:: Halaman ::
··········

Terbaru

6/recent/ticker-posts

Header Ads Widget

Pelarangan Thrifting, demi Rakyat atau Pengusaha?


TintaSiyasi.com -- Kementerian Perindustrian (Kemenperin) menyatakan, penjualan baju bekas impor atau thrifting mengganggu utilisasi industri. Oleh karena itu, pemerintah melarang penjualan baju bekas impor. Thrifting juga dianggap mengganggu momentum penjualan baju lebaran di dalam negeri.

Direktur Jenderal Industri Kecil Menengah dan Aneka (IKMA) Kemenperin Reni Yenita menjelaskan, penjualan baju bekas impor berdampak pula terhadap Industri Kecil Menengah (IKM). IKM yang memiliki modal dan keuntungan terbatas harus bersaing dengan thrifting (republika.co.id, 17/3/2023).

Menindak hal tersebut, Presiden Jokowi pun telah menginstruksikan jajaran yang terkait untuk mengusut serta mencari akar permasalahan dari maraknya impor pakaian bekas yang masuk ke Indonesia. Kapolri Jenderal Listyo Sigit Prabowo menegaskan bahwa telah menginstruksikan kepada seluruh jajaran Kepolisian untuk mencari akar masalah serta melakukan pemeriksaan terkait dengan munculnya pakaian bekas impor tersebut (republika.co.id, 19/3/2023).

Maraknya impor pakaian bekas sebenarya sudah terjadi sejak lama. Hal ini menunjukkan adanya kebutuhan rakyat akan suply pakaian untuk memenuhi kebutuhan pakaian bermerk dengan harga murah karena gaya hidup hedonis dan branded mind.  

Di sisi lain kondisi ini juga menunjukkan potret kemiskinan yang terjadi di tengah rakyat yang membutuhkan pakaian dengan harga murah. Maka sungguh aneh jika sekarang dipersoalkan apalagi seruan itu dilakukan setelah industri tekstil banyak yang gulung tikar. Jika alasannya mengganggu UMKM, maka tidak begitu terlalu karena pada umumnya UMKM hanyalah memperpanjang rantai produksi. 

Apakah hal ini merupakan sikap pembelaan pada importir kain yang notabene hanya segelintir orang? Atau importir pakaian branded? Anehnya lagi, yang dipersoalkan hanya yang masuk secara ilegal, yang berarti tak memasukkan cukai impor.  

Seperti dikutip dari tempo.com (18/3/2023), Ketua Asosiasi Kader Sosio-Ekonomi Strategis (Akses) Suroto menanggapi kebijakan Presiden Joko Widodo atau Jokowi yang melarang bisnis pakaian bekas impor atau thrifting. Bisnis tersebut dianggap mengganggu industri tekstil dalam negeri yang merugikan para pengusaha dalam negeri. Suroto menilai pelarangan tersebut sifatnya reaktif. “Dilakukan setelah industri tekstil kita mati dan itu dilakukan karena sudah menggerus pasar para importir pakaian yang legal yang selama ini juga sudah monopolistik juga,” ujar dia lewat keterangan tertulis pada Sabtu, 18 Maret 2023.

··········

:: Soal Diberikan 1 ::
Jawablah pertanyaan berikut berdasarkan artikel tentang pelarangan thrifting.
(a) Menurut Kemenperin, thrifting dianggap mengganggu momentum penjualan apa?
(b) Siapa nama Kapolri yang disebut dalam artikel itu?
(c) Menurut Suroto, pelarangan tersebut bersifat apa?
:: Soal Diberikan 2 ::
Tulis ulang bagian artikel tentang pelarangan thrifting, mulai dari "Header Ads Widget" dan berlanjut sampai "di dalam negeri.". Tukar "baju bekas impor" dengan "pakaian bekas impor".
:: Soal Diberikan 3 ::
Teruskan artikel tentang pelarangan thrifting dengan menulis bagian berikutnya setelah kalimat terakhirnya.

:: Cuplikan Data ::

··········

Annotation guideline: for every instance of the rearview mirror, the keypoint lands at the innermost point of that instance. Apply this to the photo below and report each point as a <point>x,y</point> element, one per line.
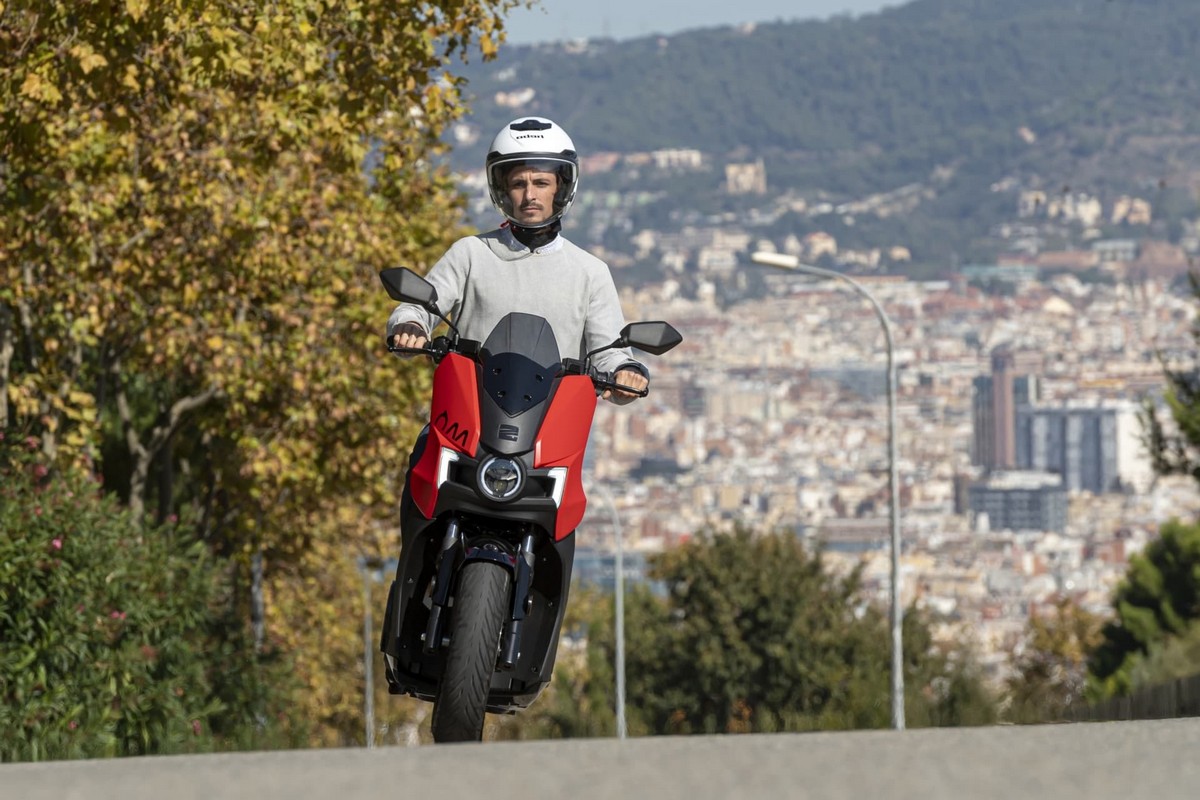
<point>405,286</point>
<point>652,337</point>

··········

:: Jawaban Tertulis 1 ::
(a) Penjualan baju lebaran di dalam negeri.
(b) Jenderal Listyo Sigit Prabowo.
(c) Reaktif.

:: Jawaban Tertulis 2 ::
Header Ads Widget

Pelarangan Thrifting, demi Rakyat atau Pengusaha?


TintaSiyasi.com -- Kementerian Perindustrian (Kemenperin) menyatakan, penjualan pakaian bekas impor atau thrifting mengganggu utilisasi industri. Oleh karena itu, pemerintah melarang penjualan pakaian bekas impor. Thrifting juga dianggap mengganggu momentum penjualan baju lebaran di dalam negeri.

:: Jawaban Tertulis 3 ::
Jelas bahwa kondisi ini menunjukkan kepada kita tingginya angka kemiskinan dinegeri ini. Dengan meningkatnya daya beli masyarakat kepada pakaian bekas. Penguasa di negeri ini seharusnya bersikap malu, mengapa pakaian bekas dari negara lain bisa laku terjual dinegeri kaya sumber daya alam ini. Sungguh memalukan. Inilah wajah buram penerapan kapitalisme. 

Sungguh berbeda dengan pemimpin dalam Islam. Pemimpin yang membela kepentingan rakyat dan menjamin kesejahteraan rakyat. Dalam Islam, kebutuhan dasar masyarakat adalah tanggung jawab negara yang harus ditunaikan kepada rakyatnya. Sehingga para penguasa pada periode Islam yang pertama sangat menyadari tanggung jawab mereka selaku Kepala Negara terhadap perekonomian, terutama terhadap pemenuhan kebutuhan dasar seluruh warga negara termasuk pakaian.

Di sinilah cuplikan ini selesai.